Objective: Copy every row below word for word, leaving the pictures out of your answer.

Object point labels
◇ ◇ ◇ ◇

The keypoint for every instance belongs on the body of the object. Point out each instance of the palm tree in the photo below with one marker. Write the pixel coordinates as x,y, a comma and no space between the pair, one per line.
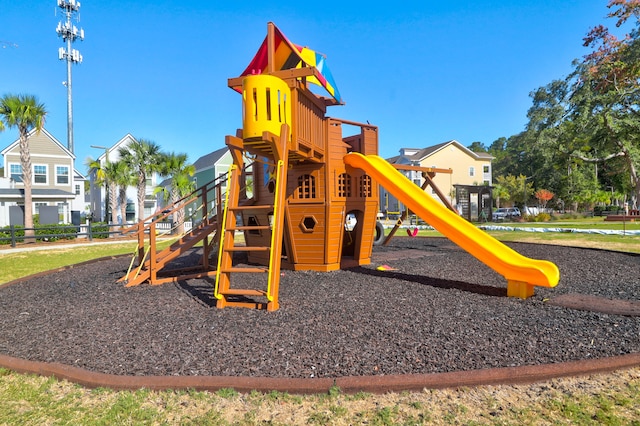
107,173
124,179
25,113
143,158
180,171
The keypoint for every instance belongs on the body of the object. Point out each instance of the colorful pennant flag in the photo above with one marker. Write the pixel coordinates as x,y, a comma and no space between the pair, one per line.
288,56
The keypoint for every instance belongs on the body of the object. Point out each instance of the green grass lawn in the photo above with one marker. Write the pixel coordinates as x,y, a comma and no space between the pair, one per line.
598,399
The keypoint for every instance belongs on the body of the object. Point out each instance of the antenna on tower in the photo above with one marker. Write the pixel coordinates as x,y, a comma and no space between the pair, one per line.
69,33
6,44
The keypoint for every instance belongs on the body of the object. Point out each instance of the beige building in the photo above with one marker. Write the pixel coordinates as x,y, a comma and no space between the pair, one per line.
56,184
468,168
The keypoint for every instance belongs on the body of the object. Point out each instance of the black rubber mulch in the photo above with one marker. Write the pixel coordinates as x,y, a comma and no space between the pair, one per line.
441,310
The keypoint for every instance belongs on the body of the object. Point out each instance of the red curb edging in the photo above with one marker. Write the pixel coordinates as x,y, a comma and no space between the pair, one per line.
352,384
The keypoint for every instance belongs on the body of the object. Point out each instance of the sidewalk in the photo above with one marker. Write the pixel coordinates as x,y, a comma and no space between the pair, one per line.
7,249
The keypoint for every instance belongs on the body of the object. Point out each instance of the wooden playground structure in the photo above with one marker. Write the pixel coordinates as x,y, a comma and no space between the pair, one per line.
303,195
288,192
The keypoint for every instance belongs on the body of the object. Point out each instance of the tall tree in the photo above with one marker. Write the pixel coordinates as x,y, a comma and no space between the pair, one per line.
124,179
26,113
177,167
606,96
107,174
143,158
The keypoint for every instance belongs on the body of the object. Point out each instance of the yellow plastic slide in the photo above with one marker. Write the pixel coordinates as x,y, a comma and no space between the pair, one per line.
522,273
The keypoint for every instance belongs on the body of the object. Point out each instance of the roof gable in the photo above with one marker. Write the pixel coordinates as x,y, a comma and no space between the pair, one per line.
47,136
113,150
209,160
425,153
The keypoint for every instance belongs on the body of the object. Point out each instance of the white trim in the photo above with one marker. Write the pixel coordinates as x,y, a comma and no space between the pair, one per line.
31,133
8,172
55,173
46,174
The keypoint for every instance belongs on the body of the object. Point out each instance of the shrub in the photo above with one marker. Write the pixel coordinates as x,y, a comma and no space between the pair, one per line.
99,230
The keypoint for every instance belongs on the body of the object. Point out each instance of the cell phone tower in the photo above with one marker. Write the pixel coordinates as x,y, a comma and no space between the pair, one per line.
69,34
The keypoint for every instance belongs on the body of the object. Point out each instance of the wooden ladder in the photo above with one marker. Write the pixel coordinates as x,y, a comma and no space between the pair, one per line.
243,297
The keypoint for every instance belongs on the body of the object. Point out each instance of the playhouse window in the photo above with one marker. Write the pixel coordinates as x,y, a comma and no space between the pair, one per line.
365,187
344,185
306,186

◇ ◇ ◇ ◇

Response to the exercise:
The keypoint for every instance belongs on the body of the object. Point out each instance of the palm tree in the photo below with one marker. Write the pixel coordinates as x,y, a comma and no space between the pair, one per line.
107,173
124,179
25,113
143,158
180,171
The keypoint for every instance belongs on the body of the object. Point out each instance of the colorful pennant flag in the photo above with one marker. Write the pixel coordinates as x,y, a comma and no space between the pair, one per line.
288,56
The keypoint for every instance belongs on the body of the object. Point out each instance of the green grass lawn in the photo above with one marker. Write the pixel coordinates as x,y, a comma and no space between the pair, one per line.
598,399
The keypoint for every instance belongs on the body of the object. Point out each instance of the antenna on tower in the photo above with one marker. Write the pixel coordinates as x,y, a comma and no space between the pair, one per line.
69,33
6,44
The keypoint for every instance belongs on the body of the object. Point out each instance of the beige building in the photo above with one marker. Write the pixel coordinates as x,y, a comma and no space between the pair, one per line.
56,184
468,168
The keypoint for every instance belongs on the body of the object. Point out each instance of the black rubber mulch in the photo above with one marker. Write the pixel coordinates as x,y, a comma and no space between the pair, one per line.
441,310
The keypoint for every instance belongs on the body of the object. Point out each instance of the red curb edging in the photo above with one marker. Write the pixel coordinates as x,y, a comma and no space between the pair, one per line.
352,384
The keypoint for every instance belongs on the body of the object. Point out each instance of the sidewalk in the photo above with one marker. Write the pixel coordinates as x,y, a comma and no space between the pair, one per line.
7,249
The keypoint for every instance belongs on the body of the object. Point out each instance of the wooden playground structure in the photo above with one marker. Write the pixel coordinates as x,y, a comma and no space between the pair, one per line.
303,195
288,192
The keypoint for every instance belongs on the body of the object. Point out each instance of the tall tree in the photo above with one marker. Write the pixel coordinates as x,y, a comma and no space between the pair, one per line.
124,179
26,113
177,167
606,96
107,174
143,158
The keypoint for every instance belongs on the body of the object. Point out each instance of the yellow plastic slide in the photo above with one marker. Write the pixel coordinates as x,y, a comma and no space between the pair, one per line.
522,273
The keypoint for every instance belongs on the body of the object. Point out each instance of the roof gable in the photo above with one marker. Write the pixel coordinates as x,y, a comma and no space between the pair, one per line.
47,136
113,150
209,160
425,153
The keypoint for every instance belongs on the body of the object. Point out each instance of the white trim in the photo above with one marker. Write the pixel coordinates as x,y, a comma and no space between the pair, one per line.
31,133
8,172
55,173
46,174
The keypoint for every instance belongs on the body of the object. Point out each instance of the shrub in the photo above with one marker. Write the pixel coordinates as x,y, a comma and no space between the pair, one per line.
99,230
The keypoint for every instance belongs on the body of the object. Point out each instance of the cell phone tower in the photo above with one marker. Write the pixel coordinates as x,y, a comma and no space between the pair, one per line.
69,34
The keypoint for every instance belongs on the body of the object. Point out each instance of the wooden ladder in the photo above with one marker. Write the pixel coordinates as x,y, a comma and no space between the pair, one per line.
243,297
The keypoint for every instance belongs on the body of the object. Point out each instance of the playhouse window in the photo above with one marker. Write the pixel coordinates as x,y, a comma and no space between the pair, one per line.
365,187
344,185
306,186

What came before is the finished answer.